#### [Directions for this task]
Quote every one of the following rows word for word, changing nothing.
· · · · · · ·
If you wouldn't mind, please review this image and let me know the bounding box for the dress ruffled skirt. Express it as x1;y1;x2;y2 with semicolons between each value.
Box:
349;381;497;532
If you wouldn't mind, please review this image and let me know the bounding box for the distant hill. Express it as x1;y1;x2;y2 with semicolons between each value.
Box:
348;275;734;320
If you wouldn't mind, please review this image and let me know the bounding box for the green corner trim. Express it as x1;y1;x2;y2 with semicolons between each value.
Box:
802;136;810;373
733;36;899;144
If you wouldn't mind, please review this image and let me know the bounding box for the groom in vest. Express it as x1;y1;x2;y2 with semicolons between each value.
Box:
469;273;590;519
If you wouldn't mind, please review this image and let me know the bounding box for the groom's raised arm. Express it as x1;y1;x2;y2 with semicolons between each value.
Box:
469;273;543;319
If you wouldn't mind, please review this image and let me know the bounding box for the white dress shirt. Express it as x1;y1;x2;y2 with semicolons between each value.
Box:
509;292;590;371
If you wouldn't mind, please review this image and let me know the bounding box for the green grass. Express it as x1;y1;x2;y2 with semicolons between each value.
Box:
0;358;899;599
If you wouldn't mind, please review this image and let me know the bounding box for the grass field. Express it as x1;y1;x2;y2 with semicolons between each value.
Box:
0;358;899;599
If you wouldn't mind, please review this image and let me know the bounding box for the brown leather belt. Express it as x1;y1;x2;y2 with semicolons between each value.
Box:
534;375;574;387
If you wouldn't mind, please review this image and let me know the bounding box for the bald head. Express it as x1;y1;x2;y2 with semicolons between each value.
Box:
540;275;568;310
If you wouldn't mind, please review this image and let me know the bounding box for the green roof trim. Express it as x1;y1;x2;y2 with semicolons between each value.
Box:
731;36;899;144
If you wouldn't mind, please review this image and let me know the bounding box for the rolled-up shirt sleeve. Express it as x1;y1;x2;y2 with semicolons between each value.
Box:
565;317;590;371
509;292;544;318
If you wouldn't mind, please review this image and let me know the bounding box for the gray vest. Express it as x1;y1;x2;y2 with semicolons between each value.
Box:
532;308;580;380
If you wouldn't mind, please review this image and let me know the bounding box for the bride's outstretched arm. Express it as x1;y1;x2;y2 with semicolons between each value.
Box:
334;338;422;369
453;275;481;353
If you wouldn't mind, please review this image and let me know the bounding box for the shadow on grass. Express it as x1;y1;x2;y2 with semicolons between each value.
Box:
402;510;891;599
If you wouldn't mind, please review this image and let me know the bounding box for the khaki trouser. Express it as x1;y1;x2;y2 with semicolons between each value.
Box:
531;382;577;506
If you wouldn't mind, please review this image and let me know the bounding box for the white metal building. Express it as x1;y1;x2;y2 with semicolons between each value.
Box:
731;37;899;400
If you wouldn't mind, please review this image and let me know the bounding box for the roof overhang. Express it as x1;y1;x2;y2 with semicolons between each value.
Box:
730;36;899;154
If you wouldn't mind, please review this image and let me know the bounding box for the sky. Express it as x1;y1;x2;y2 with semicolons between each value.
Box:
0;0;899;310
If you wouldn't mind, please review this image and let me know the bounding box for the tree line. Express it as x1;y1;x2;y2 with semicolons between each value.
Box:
· · · · · · ·
#### [Result of the task]
If you wouldn't mind, please review this image and let me know the bounding box for the dress ruffled skirt. Express it as x1;y1;x2;y2 with semicolons between each value.
Box:
349;381;497;532
If you wouldn't mind, please review this image and let me know the bounding box for the distant hill. Express it as x1;y1;x2;y2 with semicolons between each value.
Box:
348;275;734;320
If you wouldn't mind, please review this image and let me know the bounding box for the green corner trim. Express it as x1;y1;x2;y2 with semicolons between each value.
Box:
802;136;810;373
733;36;899;144
If you wouldn't mind, please review this image and let me know the bounding box for the groom in vest. Express it as x1;y1;x2;y2 with semicolons between each value.
Box:
469;273;590;519
If you wouldn't mind, please review this image and let me know the bounding box for the groom's raised arm. Express it as x1;y1;x2;y2 with semicolons between each value.
Box:
469;273;543;319
If you wouldn't mind, please review this image and let me know the bounding box for the white dress shirt. Express it as x1;y1;x2;y2 with semicolons between each value.
Box:
509;292;590;371
If you wouldn't mind, please review this image and let me know the bounding box for the green grass. Express it as x1;y1;x2;y2 with semicolons between each value.
Box:
0;358;899;599
If you wouldn't mind, please review this image and let me know the bounding box for the grass field. Express it as x1;y1;x2;y2 with semicolons between each value.
Box:
0;358;899;599
If you wouldn't mind, please review this image and let me know the bounding box for the brown leather belt. Express it as x1;y1;x2;y2 with semicolons between each value.
Box:
534;375;574;387
If you wouldn't mind, please review this image and let me know the bounding box for the bald head. Express it as x1;y1;x2;y2 with semicolons between each value.
Box:
540;275;568;310
If you wouldn't mind, please review this image and let me know the bounding box for the green roof trim. Express it as x1;y1;x2;y2 with semicolons between each value.
Box:
731;36;899;144
If you wouldn't mind, please review this image and let me know the bounding box for the rolled-up shirt sleeve. Express it as x1;y1;x2;y2 with semicolons between each value.
Box:
565;317;590;371
509;292;544;318
If you wouldn't mind, please review this image and let me know the bounding box for the gray vest. Express it as x1;y1;x2;y2 with semicolons between each value.
Box:
532;308;580;380
If you wouldn't mind, please review this image and let me know the bounding box for the bride's outstretched arm. Express it as x1;y1;x2;y2 with semicolons between each value.
Box:
334;338;422;369
453;275;481;353
If you wouldn't mind, please review this image and let me know the bounding box for the shadow on grass. Express it as x1;y1;x2;y2 with semicolons between each value.
Box:
402;510;891;599
If you wouldn't mind, please review this image and let me know the bounding box for the khaki trouser. Express it as x1;y1;x2;y2 with semicolons between each value.
Box:
531;382;577;506
If you wouldn't mind, please review this image and let me know the bounding box for the white metal building. Express it as x1;y1;x2;y2 with semicolons between each value.
Box:
731;37;899;400
If you wouldn't mind, please review this image and let me know the bounding box for the roof overhang. Express it as x1;y1;x2;y2 with semicolons between each value.
Box:
730;36;899;154
If you wouldn't mind, please review this image and let me know the bounding box for the sky. Express it as x1;y1;x2;y2 with semicolons between each value.
Box:
0;0;899;310
If you wouldn't mind, please review this image and let me know the bounding box for the tree line. Express it as x1;y1;x2;y2 with semicolons between each value.
Box:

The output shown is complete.